## [Extract provided]
========

NL Notes: Preller, Byrd, Cubs, Beckett, Anderson

We read many reports about who was being considered and moved forward in the Padres‘ search for a new general manager, but’s Corey Brock provides some more details on what was happening behind the scenes. Give his piece a read to see what led San Diego to choose A.J. Preller to take the helms of the club’s baseball decisionmaking. In other executive chatter, Nick Piecoro of the Arizona Republic profiles Diamondbacks scouting director Ray Montgomery, who was one of the candidates for the game’s latest GM opening.

Here’s more from the National League:

  • Phillies outfielder Marlon Byrd has apparently been pulled back from revocable waivers after being claimed by an as-yet-unidentified team, as he played tonight for Philadelphia. Reports suggested Byrd was claimed on or before Wednesday, and the 48.5 hour window to complete a transaction (or withdraw the claimed player) would have expired by now.
  • The Cubs, meanwhile, were unable to work out a deal for Phillies starter Cole Hamels, who was also withdrawn from waivers by Philadelphia. But, as Paul Sullivan of the Chicago Tribune writes, the move to claim Hamels showed a new willingness to spend that could tell in the coming months. And missing on the veteran lefty did not stop the club from adding an arm, with Jacob Turner coming in from Miami in exchange for a pair of relievers who have yet to advance past High-A and are both his elder. President Theo Epstein’s comments indicated what many expected he was thinking: “We’ve had some success with talented pitchers who were going through tough periods. Getting them here, let them re-set a little. … We’re hopeful that will happen with Jacob. … Between now and next spring training there are things we can work on.”

========

## [Data items]
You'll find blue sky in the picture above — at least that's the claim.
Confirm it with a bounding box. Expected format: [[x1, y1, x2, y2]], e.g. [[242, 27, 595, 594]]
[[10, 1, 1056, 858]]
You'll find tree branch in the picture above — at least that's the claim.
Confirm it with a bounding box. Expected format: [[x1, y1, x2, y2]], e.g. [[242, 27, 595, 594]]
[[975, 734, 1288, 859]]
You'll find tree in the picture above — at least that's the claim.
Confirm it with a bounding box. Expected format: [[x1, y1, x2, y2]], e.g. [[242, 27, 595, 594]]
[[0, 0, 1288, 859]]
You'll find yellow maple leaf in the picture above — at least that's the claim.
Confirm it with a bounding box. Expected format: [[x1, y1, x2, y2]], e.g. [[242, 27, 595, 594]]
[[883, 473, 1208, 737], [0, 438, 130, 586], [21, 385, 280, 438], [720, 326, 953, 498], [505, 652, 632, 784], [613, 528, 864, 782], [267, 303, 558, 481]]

========

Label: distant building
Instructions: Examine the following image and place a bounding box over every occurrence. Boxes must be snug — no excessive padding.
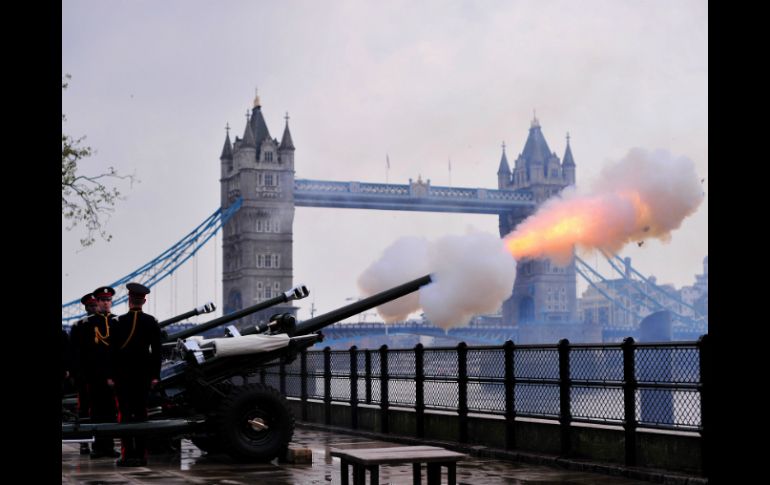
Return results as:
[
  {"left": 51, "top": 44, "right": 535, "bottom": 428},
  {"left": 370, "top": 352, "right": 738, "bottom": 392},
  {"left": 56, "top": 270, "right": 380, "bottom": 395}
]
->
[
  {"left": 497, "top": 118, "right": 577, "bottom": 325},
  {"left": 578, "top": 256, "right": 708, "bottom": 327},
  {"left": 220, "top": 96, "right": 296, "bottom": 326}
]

========

## [Problem set]
[a] Transcribe the National League baseball notes, starting at "NL Notes: Preller, Byrd, Cubs, Beckett, Anderson" and ending at "latest GM opening.".
[b] Pick up the National League baseball notes after their final sentence and write what comes next.

## [Written responses]
[a]
NL Notes: Preller, Byrd, Cubs, Beckett, Anderson

We read many reports about who was being considered and moved forward in the Padres‘ search for a new general manager, but’s Corey Brock provides some more details on what was happening behind the scenes. Give his piece a read to see what led San Diego to choose A.J. Preller to take the helms of the club’s baseball decisionmaking. In other executive chatter, Nick Piecoro of the Arizona Republic profiles Diamondbacks scouting director Ray Montgomery, who was one of the candidates for the game’s latest GM opening.

[b]
  • Dodgers starter Josh Beckett could be out for the year, writes Ken Gurnick of, though manager Don Mattingly expressed optimism that the righty would make his way back. Either way, his uncertain contribution going forward would appear to support GM Ned Colletti’s statement from earlier today that the team was still looking to add an arm.
  • The Rockies are awaiting word on the severity of a back injury to oft-DL’ed starter Brett Anderson, reports Patrick Saunders of the Denver Post. Colorado is worried that Anderson will be out the rest of the year. Though he’s been out with a variety of other issues in the past, the back problem is a new one. The 26-year-old lefty has been effective when healthy, but his 2.91 ERA this year has come over just 43 1/3 innings. The Rockies face a tough call on whether to exercise a $12MM option for Anderson for 2015.

51 Responses to NL Notes: Preller, Byrd, Cubs, Beckett, Anderson Leave a Reply

  1. Dylan 11 months ago

    I don’t see how claiming Hamels shows a willingness to spend. There was a 0% chance Phillies were going to just let him go, and the Cubs weren’t going to trade their top prospects for him. The Cubs claimed him knowing that it would look like they want to spend money on a pitcher, yet they wouldn’t have to spend a cent.

    • Cuso 11 months ago

      That’s a tad too Machiavellian. They wouldn’t claim him for “appearances.” They are very likely to make a hard charge for Lester and/or Scherzer this offseason (the latter being my bet). They would’ve probably taken the whole salary for Hamels and traded anyone not named Bryant, Soler or Russell.

      • Dylan 11 months ago

        You could be right, and I do think they will make big offers to pitchers. However, I find claiming Hamels is no indication of that. I don’t see the connection like the writer does.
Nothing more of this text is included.